— Written request —
Convert the listing below into a two-column CSV with the headers "request" and "answer". Write one row per request, put each text and its answer in a single quoted field, and replace line breaks with spaces.

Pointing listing
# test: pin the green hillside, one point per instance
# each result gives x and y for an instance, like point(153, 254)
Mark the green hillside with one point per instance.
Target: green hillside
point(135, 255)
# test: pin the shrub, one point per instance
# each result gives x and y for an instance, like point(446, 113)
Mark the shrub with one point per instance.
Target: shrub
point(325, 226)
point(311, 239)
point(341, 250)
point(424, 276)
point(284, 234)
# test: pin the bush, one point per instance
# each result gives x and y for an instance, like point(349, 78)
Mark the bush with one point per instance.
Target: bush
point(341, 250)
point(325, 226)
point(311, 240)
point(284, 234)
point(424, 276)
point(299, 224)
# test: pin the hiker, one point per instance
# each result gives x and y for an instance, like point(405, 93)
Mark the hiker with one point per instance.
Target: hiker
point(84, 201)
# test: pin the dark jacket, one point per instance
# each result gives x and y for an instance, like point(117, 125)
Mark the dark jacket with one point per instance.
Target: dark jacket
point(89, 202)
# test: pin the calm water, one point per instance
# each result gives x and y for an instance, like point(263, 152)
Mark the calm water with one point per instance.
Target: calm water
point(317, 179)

— Correct output —
request,answer
"# test: pin the green hillside, one point per instance # each result gives x and y for an instance, like point(153, 254) Mark the green hillside with one point per instance. Target: green hillside","point(135, 255)"
"# test: pin the shrub, one point per instance # each result gives x and y for an instance, like point(446, 113) Mark the shrub with one point per instance. Target: shrub","point(325, 226) point(311, 239) point(341, 250) point(424, 276) point(284, 234)"
"# test: pin the bush, one point per instance # each result gives x and y for an instance, like point(349, 78) Mark the bush with one point per instance. Target: bush","point(341, 250) point(325, 226) point(311, 240) point(284, 234) point(424, 276) point(299, 224)"
"# test: pin the hiker, one point per instance # each result gives x and y for an instance, like point(405, 93) Mark the hiker with one point per instance. Target: hiker","point(84, 201)"
"# test: pin the dark jacket, one point per instance # each result gives x and y for an instance, like point(117, 125) Mark the dark jacket with one point per instance. Target: dark jacket","point(89, 202)"
"# test: pin the calm water, one point per instance # each result gives x and y for an instance, like point(263, 152) Mark the calm water with one point per instance. Target: calm water","point(317, 179)"